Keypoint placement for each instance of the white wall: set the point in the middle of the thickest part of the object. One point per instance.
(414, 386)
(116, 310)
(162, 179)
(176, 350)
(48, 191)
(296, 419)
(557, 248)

# # # # # # #

▶ _Stated problem_: Copy every entry above word for word, preserving each line without any change.

▶ _Expected answer_:
Keypoint placement for each instance of the white wall: set the point in the middle of the thickest part of the object. One point per instance.
(414, 386)
(116, 310)
(162, 179)
(176, 350)
(48, 191)
(296, 419)
(557, 248)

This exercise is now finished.